Church in Cornwall, England

Sancreed Parish Church (Grade II Listed) is the parish church of Sancreed, Cornwall, England, UK. It is an Anglican church in the Diocese of Truro.

Sancreed Parish Church only uses the traditional Book of Common Prayer for all services, whereas churches now generally use the more modern Common Worship order of service. Sancreed is steeped in tradition in preserving the order of service, as held in the church for hundreds of years. There is a service every Sunday at 9.30am. Sancreed Parish Church is a corporate member of the Prayer Book Society (England).

Sancreed Parish church lies at the heart of the village and is dedicated to St Sancredus. The church is built of granite, parts of which date back to the 13th and 14th centuries; the church was originally built in a cruciform shape. The current church has an unbuttressed west tower of two stages, a north transept and a 15th-century south aisle of five bays. Features of interest include the fine font, which is of the St Ives type dating from the 14th century, decorated with carved angels holding heraldic shields, and the wooden 15th century rood screen, which has curious carvings at the base to which traces of the original paint still clings in places.

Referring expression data
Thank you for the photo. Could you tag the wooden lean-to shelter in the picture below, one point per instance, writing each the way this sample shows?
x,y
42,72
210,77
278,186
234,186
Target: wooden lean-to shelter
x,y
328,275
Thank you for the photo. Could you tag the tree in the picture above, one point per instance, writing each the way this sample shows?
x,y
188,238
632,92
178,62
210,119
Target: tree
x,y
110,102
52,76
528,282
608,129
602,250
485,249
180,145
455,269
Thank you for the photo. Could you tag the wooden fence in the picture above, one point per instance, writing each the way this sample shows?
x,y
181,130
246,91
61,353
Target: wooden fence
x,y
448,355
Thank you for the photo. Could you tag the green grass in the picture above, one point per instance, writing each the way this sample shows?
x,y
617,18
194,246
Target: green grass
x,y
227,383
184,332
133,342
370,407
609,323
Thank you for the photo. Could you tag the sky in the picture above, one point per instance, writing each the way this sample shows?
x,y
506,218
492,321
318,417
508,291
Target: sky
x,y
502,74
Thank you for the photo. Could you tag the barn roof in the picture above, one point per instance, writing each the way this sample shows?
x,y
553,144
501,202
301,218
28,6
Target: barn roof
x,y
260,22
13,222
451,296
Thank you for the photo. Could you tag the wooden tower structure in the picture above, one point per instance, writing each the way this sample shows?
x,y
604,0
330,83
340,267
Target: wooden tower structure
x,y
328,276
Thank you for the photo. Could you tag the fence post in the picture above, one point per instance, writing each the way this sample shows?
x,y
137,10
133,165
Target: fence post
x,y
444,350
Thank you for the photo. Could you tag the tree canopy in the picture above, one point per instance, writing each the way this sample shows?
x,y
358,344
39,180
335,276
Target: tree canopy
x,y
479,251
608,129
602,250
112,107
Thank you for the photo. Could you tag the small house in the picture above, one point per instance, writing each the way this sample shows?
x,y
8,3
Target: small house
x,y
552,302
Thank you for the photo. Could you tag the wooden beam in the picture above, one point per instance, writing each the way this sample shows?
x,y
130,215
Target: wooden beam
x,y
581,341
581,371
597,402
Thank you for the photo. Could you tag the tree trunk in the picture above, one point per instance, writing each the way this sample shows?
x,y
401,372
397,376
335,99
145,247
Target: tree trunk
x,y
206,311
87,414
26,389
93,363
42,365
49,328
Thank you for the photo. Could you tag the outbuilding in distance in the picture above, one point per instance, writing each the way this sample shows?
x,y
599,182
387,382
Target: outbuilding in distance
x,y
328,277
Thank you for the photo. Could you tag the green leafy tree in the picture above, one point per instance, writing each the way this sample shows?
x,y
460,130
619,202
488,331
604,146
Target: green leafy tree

▶ _Directions_: In the text on Sancreed Parish Church, turn the paragraph that begins "Sancreed Parish Church only uses" into a short bulleted list that keeps its main facts.

▶ _Answer space_:
- The church uses only the traditional Book of Common Prayer for all services, while most churches now use the more modern Common Worship.
- It keeps the order of service that has been held there for hundreds of years.
- A service takes place every Sunday at 9.30am.
- The church is a corporate member of the Prayer Book Society (England).